Show every line of the rows below that contains the string "http".

──────── Data for this task

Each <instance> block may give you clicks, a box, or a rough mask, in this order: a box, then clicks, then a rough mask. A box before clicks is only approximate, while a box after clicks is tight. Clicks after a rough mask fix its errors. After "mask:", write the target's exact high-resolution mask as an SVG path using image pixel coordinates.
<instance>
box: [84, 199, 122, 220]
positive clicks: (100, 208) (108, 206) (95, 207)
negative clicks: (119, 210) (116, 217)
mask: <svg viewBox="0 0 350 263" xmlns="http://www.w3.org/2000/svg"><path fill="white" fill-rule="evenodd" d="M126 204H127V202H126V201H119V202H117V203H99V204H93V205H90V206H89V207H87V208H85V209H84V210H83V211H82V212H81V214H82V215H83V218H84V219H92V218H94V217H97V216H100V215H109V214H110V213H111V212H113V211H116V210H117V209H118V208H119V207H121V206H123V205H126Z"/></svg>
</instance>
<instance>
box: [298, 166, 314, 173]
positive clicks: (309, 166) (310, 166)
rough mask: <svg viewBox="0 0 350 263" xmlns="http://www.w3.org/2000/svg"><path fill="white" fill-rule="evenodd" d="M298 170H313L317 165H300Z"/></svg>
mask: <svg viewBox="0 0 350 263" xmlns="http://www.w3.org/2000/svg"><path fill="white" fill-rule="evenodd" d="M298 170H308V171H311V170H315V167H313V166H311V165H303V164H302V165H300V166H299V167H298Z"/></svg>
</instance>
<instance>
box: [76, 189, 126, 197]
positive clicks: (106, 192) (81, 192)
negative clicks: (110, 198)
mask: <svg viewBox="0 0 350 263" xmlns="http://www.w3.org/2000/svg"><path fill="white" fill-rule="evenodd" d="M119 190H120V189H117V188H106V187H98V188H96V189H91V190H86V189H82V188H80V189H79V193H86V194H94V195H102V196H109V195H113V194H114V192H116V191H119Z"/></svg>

────────────────

Your solution ::
mask: <svg viewBox="0 0 350 263" xmlns="http://www.w3.org/2000/svg"><path fill="white" fill-rule="evenodd" d="M126 204H127V202H126V201H119V202H117V203H99V204H93V205H90V206H89V207H87V208H85V209H84V210H83V211H82V212H81V214H82V215H83V218H84V219H92V218H94V217H97V216H100V215H109V214H110V213H111V212H113V211H116V210H117V209H118V208H119V207H121V206H123V205H126Z"/></svg>
rough mask: <svg viewBox="0 0 350 263" xmlns="http://www.w3.org/2000/svg"><path fill="white" fill-rule="evenodd" d="M298 170H313L317 165H300Z"/></svg>
mask: <svg viewBox="0 0 350 263" xmlns="http://www.w3.org/2000/svg"><path fill="white" fill-rule="evenodd" d="M298 170H308V171H311V170H315V167H313V166H311V165H303V164H302V165H300V166H299V167H298Z"/></svg>
mask: <svg viewBox="0 0 350 263" xmlns="http://www.w3.org/2000/svg"><path fill="white" fill-rule="evenodd" d="M119 190H120V189H117V188H106V187H98V188H96V189H91V190H86V189H82V188H80V189H79V193H86V194H94V195H102V196H109V195H113V194H114V192H116V191H119Z"/></svg>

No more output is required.